* [Problem details]:
Copy the data from the line with "74, row 320." up to and including the line with "column 755, row 342", putting "places" wherever "marks" appears and changing nothing else.

Excerpts from point annotation data
#####

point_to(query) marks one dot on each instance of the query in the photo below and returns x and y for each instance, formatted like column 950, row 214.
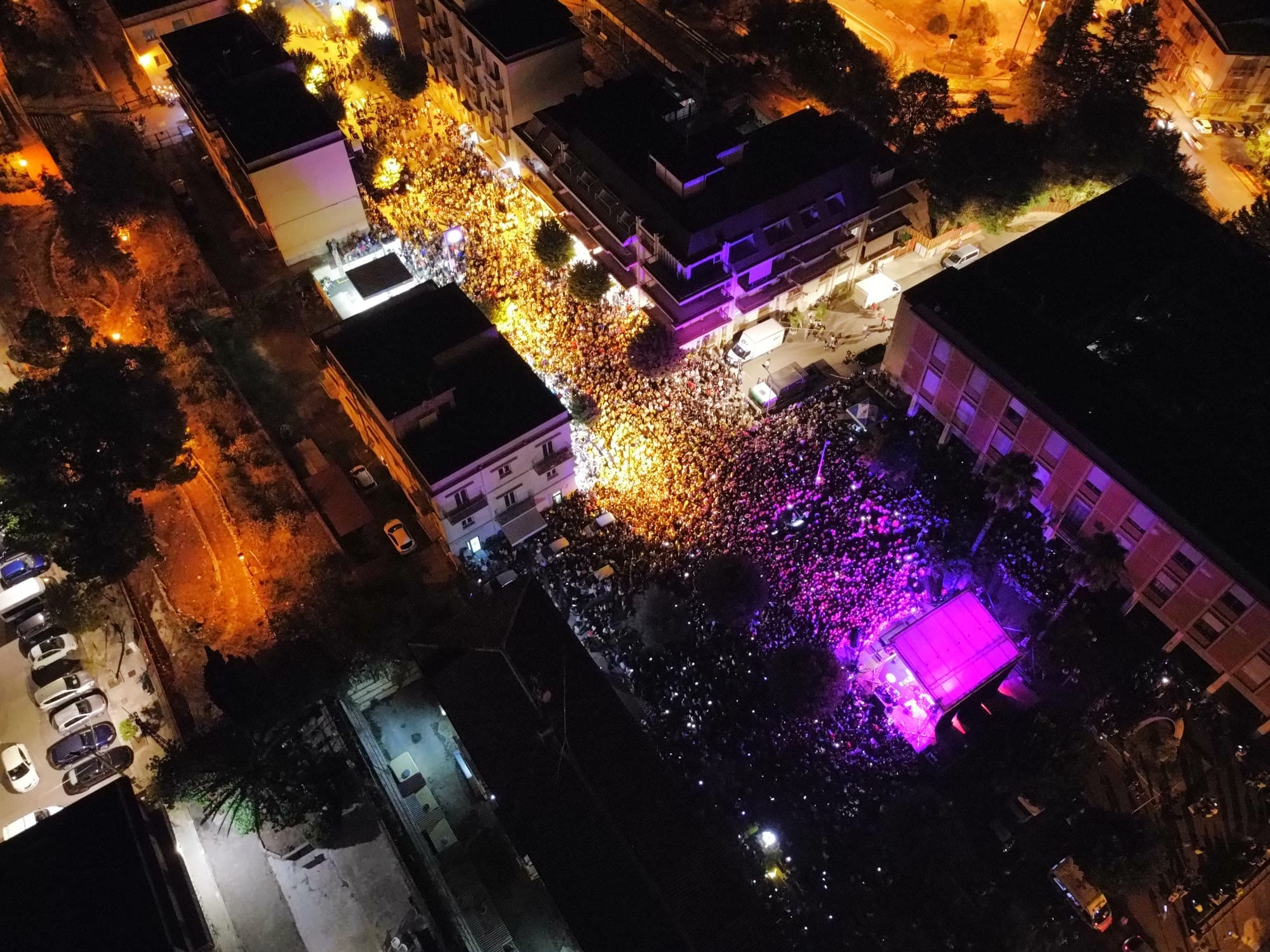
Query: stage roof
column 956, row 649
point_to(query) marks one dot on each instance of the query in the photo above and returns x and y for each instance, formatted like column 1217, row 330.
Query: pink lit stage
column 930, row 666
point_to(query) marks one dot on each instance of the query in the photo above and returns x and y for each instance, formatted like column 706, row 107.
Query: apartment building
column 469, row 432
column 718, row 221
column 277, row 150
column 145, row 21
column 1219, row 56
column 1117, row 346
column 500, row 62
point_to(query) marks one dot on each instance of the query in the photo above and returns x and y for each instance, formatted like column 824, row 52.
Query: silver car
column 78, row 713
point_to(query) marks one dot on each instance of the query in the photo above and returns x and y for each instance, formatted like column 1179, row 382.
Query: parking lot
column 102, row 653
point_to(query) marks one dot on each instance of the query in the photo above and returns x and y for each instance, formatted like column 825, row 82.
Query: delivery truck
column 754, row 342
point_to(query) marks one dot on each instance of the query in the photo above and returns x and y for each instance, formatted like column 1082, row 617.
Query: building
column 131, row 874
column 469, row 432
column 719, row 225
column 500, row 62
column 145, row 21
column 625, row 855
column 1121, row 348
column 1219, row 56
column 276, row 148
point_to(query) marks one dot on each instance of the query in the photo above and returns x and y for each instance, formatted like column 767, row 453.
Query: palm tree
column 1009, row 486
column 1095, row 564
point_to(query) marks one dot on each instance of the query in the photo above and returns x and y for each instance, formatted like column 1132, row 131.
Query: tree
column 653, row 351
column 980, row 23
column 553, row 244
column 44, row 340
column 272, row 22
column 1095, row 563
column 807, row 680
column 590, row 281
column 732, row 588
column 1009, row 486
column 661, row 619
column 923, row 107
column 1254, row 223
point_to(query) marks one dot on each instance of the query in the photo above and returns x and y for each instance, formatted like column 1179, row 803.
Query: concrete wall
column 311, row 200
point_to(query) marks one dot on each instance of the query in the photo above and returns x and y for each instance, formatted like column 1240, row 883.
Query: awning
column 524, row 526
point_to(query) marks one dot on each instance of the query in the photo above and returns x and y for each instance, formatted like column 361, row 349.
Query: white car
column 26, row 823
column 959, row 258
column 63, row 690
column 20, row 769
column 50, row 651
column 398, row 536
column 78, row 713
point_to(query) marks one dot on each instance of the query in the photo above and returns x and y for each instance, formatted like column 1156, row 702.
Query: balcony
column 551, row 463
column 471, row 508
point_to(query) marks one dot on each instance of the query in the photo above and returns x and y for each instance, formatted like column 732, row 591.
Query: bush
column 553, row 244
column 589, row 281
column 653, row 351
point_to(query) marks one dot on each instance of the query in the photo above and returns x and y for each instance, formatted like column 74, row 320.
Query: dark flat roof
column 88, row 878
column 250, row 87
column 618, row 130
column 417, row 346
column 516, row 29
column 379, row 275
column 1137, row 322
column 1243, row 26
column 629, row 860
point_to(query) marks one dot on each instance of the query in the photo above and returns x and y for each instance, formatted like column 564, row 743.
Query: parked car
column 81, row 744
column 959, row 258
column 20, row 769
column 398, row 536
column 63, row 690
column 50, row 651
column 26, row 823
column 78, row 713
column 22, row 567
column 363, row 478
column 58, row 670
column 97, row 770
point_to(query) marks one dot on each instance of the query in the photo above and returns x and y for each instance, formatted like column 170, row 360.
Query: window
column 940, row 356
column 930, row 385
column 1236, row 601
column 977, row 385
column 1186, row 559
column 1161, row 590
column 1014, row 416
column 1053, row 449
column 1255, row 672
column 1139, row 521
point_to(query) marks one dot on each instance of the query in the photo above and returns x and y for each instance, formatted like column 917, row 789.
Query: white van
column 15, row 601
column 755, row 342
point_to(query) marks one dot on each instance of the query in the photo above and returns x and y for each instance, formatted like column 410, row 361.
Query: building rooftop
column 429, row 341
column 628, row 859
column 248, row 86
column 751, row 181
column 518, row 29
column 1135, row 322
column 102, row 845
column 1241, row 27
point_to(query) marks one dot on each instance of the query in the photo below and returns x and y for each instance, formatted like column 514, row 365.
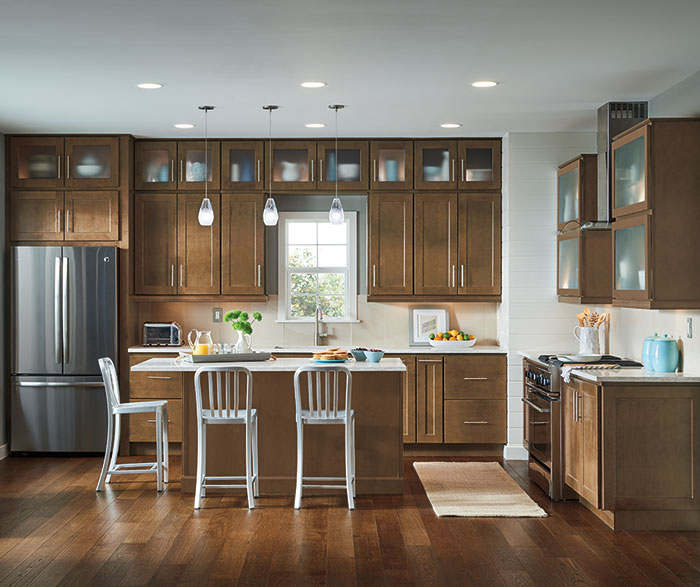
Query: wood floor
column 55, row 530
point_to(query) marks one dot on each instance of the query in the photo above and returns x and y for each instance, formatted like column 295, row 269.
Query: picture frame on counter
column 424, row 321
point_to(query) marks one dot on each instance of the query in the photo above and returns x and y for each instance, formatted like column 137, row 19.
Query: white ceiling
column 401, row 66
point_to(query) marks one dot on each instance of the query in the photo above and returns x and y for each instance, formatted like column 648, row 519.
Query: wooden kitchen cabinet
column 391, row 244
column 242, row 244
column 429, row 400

#####

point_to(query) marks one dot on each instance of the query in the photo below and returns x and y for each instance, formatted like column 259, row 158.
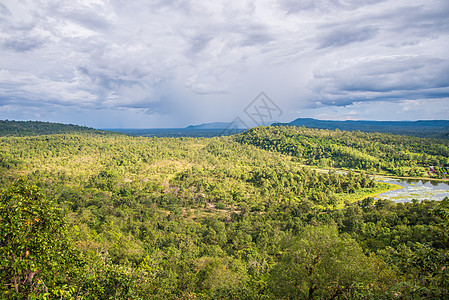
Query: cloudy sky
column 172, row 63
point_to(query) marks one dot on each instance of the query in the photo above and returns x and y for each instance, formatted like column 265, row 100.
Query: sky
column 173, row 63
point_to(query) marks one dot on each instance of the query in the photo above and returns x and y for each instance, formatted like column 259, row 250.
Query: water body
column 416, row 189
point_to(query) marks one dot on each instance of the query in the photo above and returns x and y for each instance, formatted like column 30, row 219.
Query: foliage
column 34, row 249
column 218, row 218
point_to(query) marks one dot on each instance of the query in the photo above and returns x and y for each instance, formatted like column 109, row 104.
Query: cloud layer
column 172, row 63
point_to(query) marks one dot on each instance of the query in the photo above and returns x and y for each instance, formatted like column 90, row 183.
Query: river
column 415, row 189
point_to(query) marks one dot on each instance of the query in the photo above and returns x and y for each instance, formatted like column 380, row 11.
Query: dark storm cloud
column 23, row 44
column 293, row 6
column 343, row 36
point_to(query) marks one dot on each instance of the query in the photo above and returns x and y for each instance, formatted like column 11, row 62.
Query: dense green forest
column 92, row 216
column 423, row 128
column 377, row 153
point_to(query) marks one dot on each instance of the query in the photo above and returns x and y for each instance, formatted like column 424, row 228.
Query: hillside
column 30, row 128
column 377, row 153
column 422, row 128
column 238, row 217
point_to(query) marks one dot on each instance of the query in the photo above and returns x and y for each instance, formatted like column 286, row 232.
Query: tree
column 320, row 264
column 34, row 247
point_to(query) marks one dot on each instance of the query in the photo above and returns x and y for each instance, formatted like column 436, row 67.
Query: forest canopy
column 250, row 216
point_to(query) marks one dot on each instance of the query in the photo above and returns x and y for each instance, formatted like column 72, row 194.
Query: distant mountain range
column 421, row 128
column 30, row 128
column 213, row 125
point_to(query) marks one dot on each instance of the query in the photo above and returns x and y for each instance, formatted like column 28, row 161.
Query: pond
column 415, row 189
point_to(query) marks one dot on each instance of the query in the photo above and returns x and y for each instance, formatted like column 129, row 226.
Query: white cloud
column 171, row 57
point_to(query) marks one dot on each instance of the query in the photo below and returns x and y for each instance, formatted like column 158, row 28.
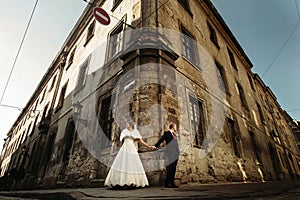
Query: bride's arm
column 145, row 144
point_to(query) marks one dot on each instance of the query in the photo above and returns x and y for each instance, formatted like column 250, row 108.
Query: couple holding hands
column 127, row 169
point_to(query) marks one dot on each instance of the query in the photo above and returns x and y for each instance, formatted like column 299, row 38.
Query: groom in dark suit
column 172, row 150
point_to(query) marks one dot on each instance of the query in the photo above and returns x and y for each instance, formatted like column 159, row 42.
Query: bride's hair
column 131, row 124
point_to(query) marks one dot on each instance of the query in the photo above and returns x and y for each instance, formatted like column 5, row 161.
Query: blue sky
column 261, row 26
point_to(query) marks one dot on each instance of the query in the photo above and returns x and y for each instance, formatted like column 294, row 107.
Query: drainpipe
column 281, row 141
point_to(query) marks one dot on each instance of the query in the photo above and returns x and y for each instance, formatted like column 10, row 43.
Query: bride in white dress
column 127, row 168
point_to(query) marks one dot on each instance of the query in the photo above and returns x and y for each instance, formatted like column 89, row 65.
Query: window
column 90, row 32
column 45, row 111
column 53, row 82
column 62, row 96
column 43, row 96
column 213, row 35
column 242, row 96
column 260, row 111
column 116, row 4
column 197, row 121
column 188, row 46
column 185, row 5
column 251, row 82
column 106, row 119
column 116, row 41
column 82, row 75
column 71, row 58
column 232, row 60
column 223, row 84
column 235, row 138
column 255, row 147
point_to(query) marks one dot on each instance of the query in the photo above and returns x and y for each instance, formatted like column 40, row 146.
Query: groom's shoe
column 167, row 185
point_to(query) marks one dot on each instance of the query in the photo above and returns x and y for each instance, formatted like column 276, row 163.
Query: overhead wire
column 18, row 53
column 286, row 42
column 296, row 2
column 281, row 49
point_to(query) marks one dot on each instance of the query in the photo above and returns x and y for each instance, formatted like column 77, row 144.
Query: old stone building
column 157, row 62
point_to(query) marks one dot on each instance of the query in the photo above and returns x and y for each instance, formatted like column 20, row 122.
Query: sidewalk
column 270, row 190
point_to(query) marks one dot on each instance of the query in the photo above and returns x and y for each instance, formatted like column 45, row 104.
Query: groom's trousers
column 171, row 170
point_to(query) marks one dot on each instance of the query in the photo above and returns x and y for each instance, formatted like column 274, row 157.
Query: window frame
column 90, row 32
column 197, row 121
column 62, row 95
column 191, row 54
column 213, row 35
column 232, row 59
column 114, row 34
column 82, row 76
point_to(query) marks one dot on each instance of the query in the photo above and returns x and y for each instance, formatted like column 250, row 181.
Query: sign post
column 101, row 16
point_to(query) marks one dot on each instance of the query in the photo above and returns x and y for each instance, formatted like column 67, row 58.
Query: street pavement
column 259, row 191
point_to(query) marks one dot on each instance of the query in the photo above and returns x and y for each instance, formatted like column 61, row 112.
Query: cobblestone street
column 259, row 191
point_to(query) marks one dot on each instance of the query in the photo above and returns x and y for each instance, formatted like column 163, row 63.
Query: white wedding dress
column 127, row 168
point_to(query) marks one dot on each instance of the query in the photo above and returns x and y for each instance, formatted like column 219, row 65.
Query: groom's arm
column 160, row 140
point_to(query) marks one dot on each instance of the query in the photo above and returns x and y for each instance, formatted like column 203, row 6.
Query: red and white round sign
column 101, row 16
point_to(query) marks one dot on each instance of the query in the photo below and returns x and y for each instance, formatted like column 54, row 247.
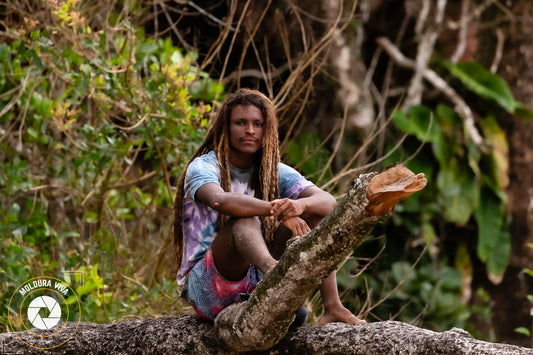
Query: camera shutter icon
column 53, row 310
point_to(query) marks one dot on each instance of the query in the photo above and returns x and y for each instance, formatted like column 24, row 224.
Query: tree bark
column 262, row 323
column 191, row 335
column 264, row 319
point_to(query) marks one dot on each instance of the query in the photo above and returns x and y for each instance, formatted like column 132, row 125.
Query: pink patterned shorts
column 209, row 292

#####

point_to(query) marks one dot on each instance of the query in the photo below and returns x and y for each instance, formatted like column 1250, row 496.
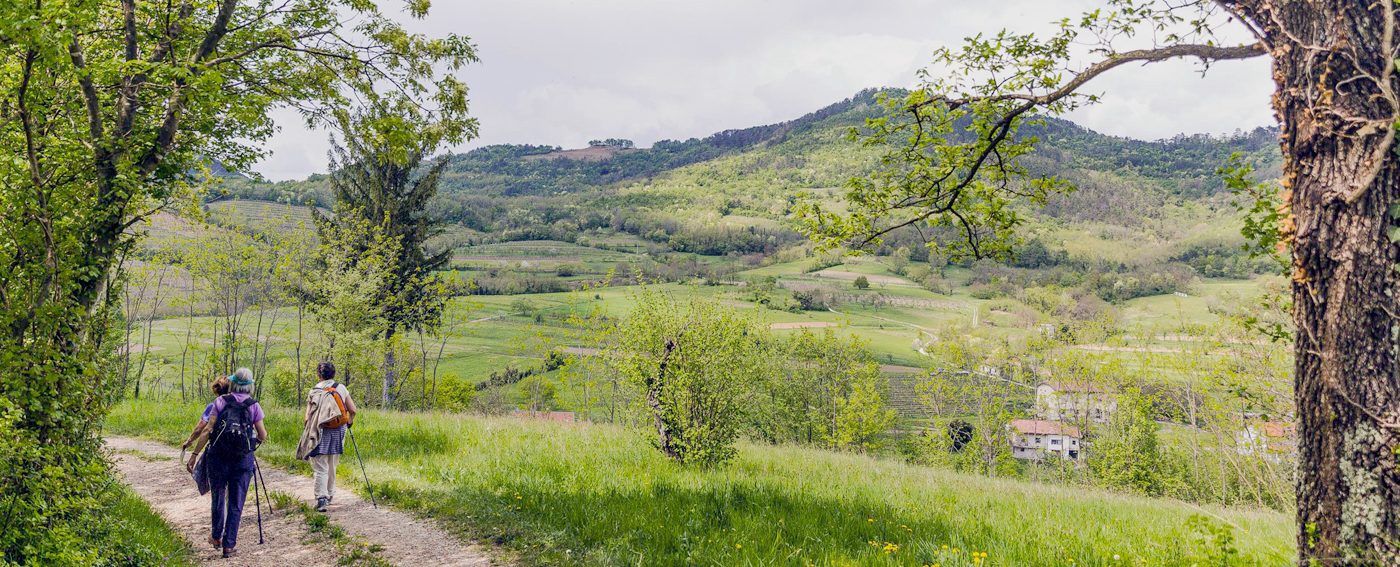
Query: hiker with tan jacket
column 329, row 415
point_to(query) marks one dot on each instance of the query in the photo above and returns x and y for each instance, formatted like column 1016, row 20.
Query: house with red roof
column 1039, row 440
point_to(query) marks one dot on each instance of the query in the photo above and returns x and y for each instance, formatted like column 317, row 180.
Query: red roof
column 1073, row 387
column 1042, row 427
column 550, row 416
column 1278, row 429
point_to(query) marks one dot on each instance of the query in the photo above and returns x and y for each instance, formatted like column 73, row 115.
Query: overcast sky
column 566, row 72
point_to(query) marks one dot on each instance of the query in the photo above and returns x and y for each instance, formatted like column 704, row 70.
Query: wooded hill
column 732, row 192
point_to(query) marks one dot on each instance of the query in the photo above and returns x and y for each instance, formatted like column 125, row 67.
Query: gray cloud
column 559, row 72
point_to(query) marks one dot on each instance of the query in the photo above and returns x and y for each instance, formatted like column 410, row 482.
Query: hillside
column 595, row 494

#####

* [Task response]:
point_to(query) places one dot on each instance of the query in the photo above and returns x and y for each instance, formatted like column 74, row 320.
Query: dark flat roof
column 88, row 878
column 250, row 87
column 618, row 130
column 417, row 346
column 516, row 29
column 379, row 275
column 1137, row 322
column 1243, row 26
column 629, row 860
point_to(query) places one dot on each instance of the query in the photo above and returns x and y for each instance, formatted like column 564, row 743.
Query: parked car
column 81, row 744
column 959, row 258
column 20, row 769
column 398, row 536
column 63, row 690
column 50, row 651
column 26, row 823
column 78, row 713
column 22, row 567
column 363, row 478
column 58, row 670
column 97, row 770
point_to(query) places one dot on each instance of the query in the photo above and returns x and y for each instance, formatted like column 170, row 360.
Query: window
column 940, row 356
column 930, row 385
column 1236, row 601
column 977, row 385
column 1186, row 559
column 1161, row 590
column 1014, row 416
column 1053, row 449
column 1255, row 672
column 1139, row 521
point_to(query) places one dot on each instance of the query in the photo above and returns x and y for each instance, formatted like column 917, row 789.
Query: white van
column 15, row 601
column 755, row 342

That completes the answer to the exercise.